__Annotation records__:
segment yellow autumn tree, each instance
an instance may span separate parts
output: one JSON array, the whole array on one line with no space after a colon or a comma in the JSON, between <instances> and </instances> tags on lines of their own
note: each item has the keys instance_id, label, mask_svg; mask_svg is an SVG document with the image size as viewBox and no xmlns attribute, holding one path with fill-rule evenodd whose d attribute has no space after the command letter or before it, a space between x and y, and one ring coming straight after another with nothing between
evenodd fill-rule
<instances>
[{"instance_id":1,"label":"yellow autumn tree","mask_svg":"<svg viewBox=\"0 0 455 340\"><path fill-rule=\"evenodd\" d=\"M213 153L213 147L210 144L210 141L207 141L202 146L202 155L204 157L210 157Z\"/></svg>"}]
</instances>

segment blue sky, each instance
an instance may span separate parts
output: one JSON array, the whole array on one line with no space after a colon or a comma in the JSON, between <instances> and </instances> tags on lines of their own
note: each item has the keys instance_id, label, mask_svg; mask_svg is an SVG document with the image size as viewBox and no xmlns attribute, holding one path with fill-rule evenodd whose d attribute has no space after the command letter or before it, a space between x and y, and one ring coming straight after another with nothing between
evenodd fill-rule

__WHAT TO DO__: Reproduce the data above in full, substituting "every instance" for each occurrence of "each instance" and leaving everything else unchanged.

__RESPONSE FOR THIS EXERCISE__:
segment yellow autumn tree, every instance
an instance may span separate parts
output: one JSON array, the whole array on one line with no space after a colon or a comma in the JSON, between <instances> and </instances> tags on lines of their own
note: each item has the keys instance_id, label, mask_svg; mask_svg is an SVG document with the image size as viewBox and no xmlns attribute, holding one path with fill-rule evenodd whose d attribute has no space after the command letter or before it, a space between x and y, and one ring coming straight after another with nothing between
evenodd fill-rule
<instances>
[{"instance_id":1,"label":"yellow autumn tree","mask_svg":"<svg viewBox=\"0 0 455 340\"><path fill-rule=\"evenodd\" d=\"M213 153L213 147L210 144L210 141L207 141L202 146L202 155L204 157L210 157Z\"/></svg>"}]
</instances>

segment blue sky, every instance
an instance may span separate parts
output: one JSON array, the whole array on one line with no space after a colon or a comma in the JSON, between <instances> and </instances> tags on lines of their own
note: each item has the keys instance_id, label, mask_svg; mask_svg is an SVG document with the image size as viewBox and no xmlns attribute, holding one path with fill-rule evenodd whose d attribute has no space after the command letter or before it, a space between x and y, and one ring coming straight after another with nothing between
evenodd fill-rule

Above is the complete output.